* Short problem 1 *
Do the following statements agree with the code diff? Answer yes or no for each, and quote the deciding words of the diff exactly.
(a) The diff adds an import of functools.
(b) E5M2_MAX_POS is set to 448.0.
(c) According to the comment, PyTorch saturates by default when casting to `float8_e4m3fn`.

* Document passage *

Optimize reduction + amax fusion

ghstack-source-id: f9abe7a11dafa5dd3095cd2d46029c029271424d
Pull Request resolved: #111122

test/inductor/test_fp8.py

@@ -1,9 +1,13 @@
 # Owner(s): ["module: inductor"]
 
+import functools
 import unittest
+from typing import Tuple
 
 import torch
+from torch import Tensor
 from torch._dynamo.test_case import run_tests, TestCase
+from torch._inductor import utils
 from torch.testing._internal.common_cuda import SM90OrLater
 from torch.testing._internal.common_utils import (
     instantiate_parametrized_tests,
@@ -15,6 +19,25 @@
 torch.set_float32_matmul_precision("high")
 
 
+# define the e4m3/e5m2 constants
+E4M3_MAX_POS = 448.0
+E5M2_MAX_POS = 57344.0
+
+
+def _to_fp8_saturated(x: Tensor, float8_dtype: torch.dtype) -> Tensor:
+    # The default behavior in PyTorch for casting to `float8_e4m3fn`
+    # and `e5m2` is to not saturate. In this context, we should saturate.

* Short problem 2 *
Copy out everything in the entries below, from the line containing "of the black" down to the end of the entries.

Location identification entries
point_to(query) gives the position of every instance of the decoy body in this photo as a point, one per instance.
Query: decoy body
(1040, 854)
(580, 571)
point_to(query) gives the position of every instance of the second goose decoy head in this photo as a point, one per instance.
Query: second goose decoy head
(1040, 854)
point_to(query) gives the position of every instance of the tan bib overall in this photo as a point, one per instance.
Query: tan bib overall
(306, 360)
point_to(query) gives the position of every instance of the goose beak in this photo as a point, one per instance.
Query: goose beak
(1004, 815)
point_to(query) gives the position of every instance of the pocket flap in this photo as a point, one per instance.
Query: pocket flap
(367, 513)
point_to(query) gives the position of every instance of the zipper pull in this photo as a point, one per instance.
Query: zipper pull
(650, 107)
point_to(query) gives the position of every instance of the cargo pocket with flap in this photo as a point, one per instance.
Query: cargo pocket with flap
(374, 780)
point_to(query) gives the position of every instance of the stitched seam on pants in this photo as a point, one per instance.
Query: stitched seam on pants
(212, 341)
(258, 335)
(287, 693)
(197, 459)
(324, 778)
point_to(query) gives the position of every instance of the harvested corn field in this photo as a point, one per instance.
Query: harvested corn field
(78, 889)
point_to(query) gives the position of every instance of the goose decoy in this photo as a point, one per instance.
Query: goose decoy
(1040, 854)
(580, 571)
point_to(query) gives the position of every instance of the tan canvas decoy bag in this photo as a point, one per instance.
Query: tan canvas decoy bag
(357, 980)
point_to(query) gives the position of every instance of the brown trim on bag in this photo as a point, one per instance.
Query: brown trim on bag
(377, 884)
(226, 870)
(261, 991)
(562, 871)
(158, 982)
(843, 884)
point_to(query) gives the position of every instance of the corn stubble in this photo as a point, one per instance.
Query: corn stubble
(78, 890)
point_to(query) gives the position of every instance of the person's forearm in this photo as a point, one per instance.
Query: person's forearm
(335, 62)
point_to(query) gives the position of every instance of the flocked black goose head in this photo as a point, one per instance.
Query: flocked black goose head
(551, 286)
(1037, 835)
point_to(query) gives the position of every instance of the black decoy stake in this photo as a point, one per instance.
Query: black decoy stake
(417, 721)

* Response 1 *
(a) Yes: "+import functools"
(b) No: "E5M2_MAX_POS = 57344.0"
(c) No: "is to not saturate"

* Response 2 *
point_to(query) gives the position of every instance of the black decoy stake in this photo as a point, one per instance.
Query: black decoy stake
(417, 721)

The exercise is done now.